Exercises:
A – Using the López-Alegría profile, answer each question on its own line, marked (i), (ii), (iii):
(i) How many spacewalks does his NASA record count?
(ii) In what year did he graduate from the U.S. Naval Academy?
(iii) Who joined the crew on his last mission in 2006?
B – Decide whether each statement agrees with the López-Alegría profile. Answer yes or no, and quote the words of the profile that settle it:
(i) He joined NASA in 1992.
(ii) He moved to Mission Viejo at age 2.
(iii) He supported space tourism from the start.
C – Carry on the López-Alegría profile from its final sentence.

Page excerpt:
────────

López-Alegría went on four spaceflights for NASA (three Space Shuttle missions, and one mission as the commander of the International Space Station), holds two NASA records for spacewalks (for the highest number of spacewalks — 10 — and duration of time spent — 67 hours and 40 minutes), and speaks four languages (English, Spanish, Russian and French).

When asked which career highlight he’s proudest of, López-Alegría points to his experience in spacewalks, or extravehicular activity (EVA).

“I didn’t set out to specialize in that, but I ended up being in the right place at the right time, and it is sort of the most iconic of the activities that an astronaut does,” he said. “And so, having [those records] is special. I know that [they] will fall someday, and I’d be happy to hand the baton to the next person.”

Born in Madrid and naturalized as a U.S. citizen, López-Alegría moved to the U.S. with his family at age 2 and to Mission Viejo at 8. He graduated from Mission Viejo High School in 1976, then from the U.S. Naval Academy in Annapolis in 1980. Designated a naval aviator, López-Alegría’s childhood dream of becoming an astronaut was reinvigorated at age 25 after he read a magazine article about Navy test pilots segueing into astronauts.

He trained at the U.S. Naval Test Pilot school and earned a master of science in aeronautical engineering before joining NASA in 1992. Three years later, López-Alegría was launched into orbit for his first Space Shuttle mission — the first Spanish-born astronaut to do so.

Among his favorite aspects of space flights are the launch (“an incredible roller coaster, white knuckle thrill ride”), the fun of floating in microgravity, and the consuming but rewarding hours spent on research.

His most tense moment on a spacewalk — and likely the most comical — involved the “least important” work he ever had to do: He and his Russian crewmate were tasked with hitting a golf ball in space for a commercial.

López-Alegría nearly lost his grip on the ball when it was exposed to the vacuum of space,

“And then my next thing was to hold my partner’s feet, like an anchor, while he took a swing, and the bad news is that he shanked it, and we didn’t get much video of it at all,” he said with a laugh.

Initially skeptical of space tourism and commercial space flight, López-Alegría had a change of heart after Iranian American entrepreneur and engineer Anousheh Ansari joined the crew on his last mission in 2006.

Ansari was the fourth space tourist in history and the first self-funded woman to fly to the International Space Station. Her blog and subsequent book about the experience introduced space travel to people who may not have considered it before.

────────

Data for review:
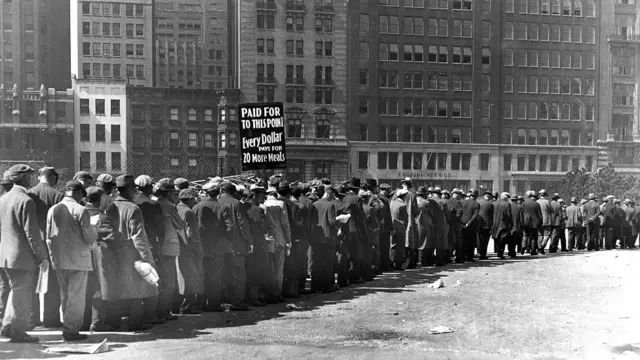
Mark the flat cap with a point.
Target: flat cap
(20, 169)
(124, 180)
(47, 171)
(106, 179)
(181, 183)
(143, 181)
(82, 175)
(186, 194)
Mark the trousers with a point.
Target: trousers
(73, 290)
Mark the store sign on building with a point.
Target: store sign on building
(262, 135)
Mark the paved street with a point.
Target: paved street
(568, 306)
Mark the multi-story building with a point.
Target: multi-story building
(191, 44)
(294, 51)
(112, 39)
(461, 93)
(183, 132)
(35, 44)
(36, 127)
(101, 125)
(620, 46)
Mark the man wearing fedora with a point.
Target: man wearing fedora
(45, 196)
(22, 251)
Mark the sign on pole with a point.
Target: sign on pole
(262, 135)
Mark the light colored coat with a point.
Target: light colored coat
(70, 236)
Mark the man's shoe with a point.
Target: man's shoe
(24, 339)
(74, 337)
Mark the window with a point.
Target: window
(100, 133)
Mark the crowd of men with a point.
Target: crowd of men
(227, 245)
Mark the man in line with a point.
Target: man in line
(70, 237)
(22, 251)
(45, 196)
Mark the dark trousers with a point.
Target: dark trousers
(385, 244)
(469, 242)
(235, 279)
(593, 236)
(51, 311)
(483, 241)
(213, 283)
(322, 267)
(530, 240)
(18, 310)
(167, 287)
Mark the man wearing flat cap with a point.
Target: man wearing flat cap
(134, 246)
(22, 251)
(211, 228)
(45, 196)
(190, 259)
(70, 237)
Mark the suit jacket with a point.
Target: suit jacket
(235, 224)
(485, 214)
(21, 244)
(592, 212)
(502, 218)
(574, 216)
(547, 212)
(44, 196)
(211, 228)
(532, 214)
(70, 236)
(192, 228)
(470, 211)
(327, 226)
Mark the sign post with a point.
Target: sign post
(262, 135)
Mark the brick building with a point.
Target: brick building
(36, 127)
(461, 93)
(182, 132)
(295, 52)
(35, 44)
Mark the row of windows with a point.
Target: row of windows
(562, 137)
(548, 85)
(549, 111)
(550, 163)
(577, 8)
(100, 107)
(108, 29)
(267, 46)
(106, 70)
(415, 53)
(101, 161)
(549, 59)
(553, 32)
(112, 50)
(111, 9)
(100, 133)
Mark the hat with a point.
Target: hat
(48, 171)
(164, 184)
(143, 181)
(105, 179)
(124, 180)
(186, 194)
(74, 185)
(181, 183)
(82, 175)
(19, 169)
(257, 188)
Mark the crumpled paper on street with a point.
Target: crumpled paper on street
(436, 284)
(440, 330)
(98, 348)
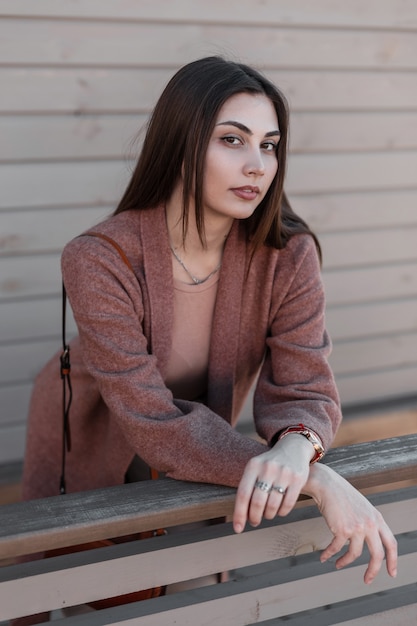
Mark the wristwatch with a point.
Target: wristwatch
(308, 434)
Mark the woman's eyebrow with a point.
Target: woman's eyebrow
(245, 129)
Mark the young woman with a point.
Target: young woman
(221, 287)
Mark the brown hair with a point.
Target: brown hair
(176, 142)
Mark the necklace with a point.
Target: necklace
(196, 281)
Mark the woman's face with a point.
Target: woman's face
(241, 159)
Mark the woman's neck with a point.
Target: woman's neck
(215, 230)
(192, 257)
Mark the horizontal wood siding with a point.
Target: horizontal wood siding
(78, 82)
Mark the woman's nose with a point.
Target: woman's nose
(255, 165)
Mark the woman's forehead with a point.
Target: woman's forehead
(253, 110)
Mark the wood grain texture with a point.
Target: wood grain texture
(173, 558)
(142, 506)
(373, 15)
(80, 78)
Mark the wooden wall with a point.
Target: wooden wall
(79, 78)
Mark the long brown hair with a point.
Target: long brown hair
(176, 143)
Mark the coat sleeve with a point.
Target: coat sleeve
(185, 439)
(296, 384)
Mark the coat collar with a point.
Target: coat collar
(226, 322)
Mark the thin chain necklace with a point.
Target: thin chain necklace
(196, 281)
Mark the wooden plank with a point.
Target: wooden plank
(353, 131)
(368, 610)
(300, 12)
(365, 320)
(14, 402)
(171, 559)
(36, 276)
(38, 137)
(67, 42)
(21, 362)
(45, 230)
(361, 248)
(124, 509)
(12, 443)
(377, 385)
(62, 184)
(349, 286)
(259, 598)
(79, 90)
(25, 320)
(135, 90)
(375, 353)
(344, 172)
(330, 212)
(102, 182)
(404, 615)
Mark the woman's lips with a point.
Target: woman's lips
(246, 193)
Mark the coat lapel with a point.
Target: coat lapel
(226, 324)
(159, 282)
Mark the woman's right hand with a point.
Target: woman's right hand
(352, 519)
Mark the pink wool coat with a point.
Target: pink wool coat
(269, 318)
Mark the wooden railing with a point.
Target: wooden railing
(274, 569)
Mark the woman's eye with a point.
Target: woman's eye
(231, 140)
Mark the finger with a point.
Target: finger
(376, 548)
(391, 550)
(260, 496)
(289, 500)
(240, 513)
(377, 556)
(352, 553)
(274, 502)
(335, 546)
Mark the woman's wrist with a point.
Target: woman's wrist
(318, 482)
(297, 445)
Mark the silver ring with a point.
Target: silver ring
(263, 486)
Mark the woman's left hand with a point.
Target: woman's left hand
(272, 481)
(353, 520)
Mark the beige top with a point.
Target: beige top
(193, 316)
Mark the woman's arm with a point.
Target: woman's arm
(296, 384)
(349, 515)
(186, 440)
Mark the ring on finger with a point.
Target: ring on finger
(263, 486)
(278, 488)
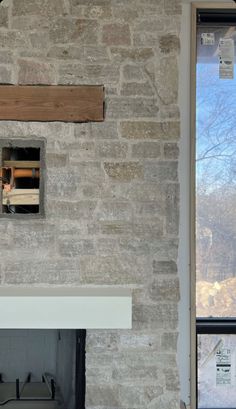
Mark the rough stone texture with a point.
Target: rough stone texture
(112, 194)
(116, 34)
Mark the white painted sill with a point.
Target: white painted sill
(64, 308)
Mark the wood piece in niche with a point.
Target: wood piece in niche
(21, 163)
(21, 197)
(52, 103)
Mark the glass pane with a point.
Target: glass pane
(215, 178)
(216, 371)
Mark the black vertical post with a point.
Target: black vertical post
(80, 377)
(17, 388)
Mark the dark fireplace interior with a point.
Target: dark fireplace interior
(42, 369)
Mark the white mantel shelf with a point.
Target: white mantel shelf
(63, 307)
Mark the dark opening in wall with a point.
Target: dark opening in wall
(42, 369)
(22, 177)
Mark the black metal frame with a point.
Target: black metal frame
(18, 391)
(80, 387)
(214, 325)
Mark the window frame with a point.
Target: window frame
(199, 325)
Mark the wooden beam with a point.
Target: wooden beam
(23, 164)
(21, 197)
(52, 103)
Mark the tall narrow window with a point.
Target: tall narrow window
(215, 222)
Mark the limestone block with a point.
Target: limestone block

────────

Responses to the exercise:
A –
(i) 10
(ii) 1980
(iii) Anousheh Ansari

B –
(i) Yes: "before joining NASA in 1992"
(ii) No: "moved to the U.S. with his family at age 2 and to Mission Viejo at 8"
(iii) No: "Initially skeptical of space tourism and commercial space flight"

C –
“Literally a million people were reading her blog, and these are people who would otherwise not care two cents about what was going on in space and human space flight,” López-Alegría said. “This sort of idea of sharing the experience clicked with me, and really ever since then I’ve become a pretty big proponent of this idea of democratization of access to space.”

Following his retirement from NASA in 2012, López-Alegría moved to Washington, D.C., and served as president of the Commercial Spaceflight Federation, an advocacy group for commercial spaceflight companies. He continues to work in D.C. as an independent consultant for the industry, serves on advisory boards and is a public speaker.

He is excited about the industry’s progress — that there has been “a little of a renaissance in human spaceflight” in the past several years — and suspects that it will be accessible to laypeople sooner than we think.

With the return of Elon Musk’s SpaceX Crew Dragon Demo-2 mission on Sunday — the first private company to send astronauts to the International Space Station — that reality just got a little closer.

He hopes that whoever goes into space — whether it’s astronauts or tourists — will get to experience the Overview Effect, a phenomenon where space travelers return with a different perspective about life on Earth.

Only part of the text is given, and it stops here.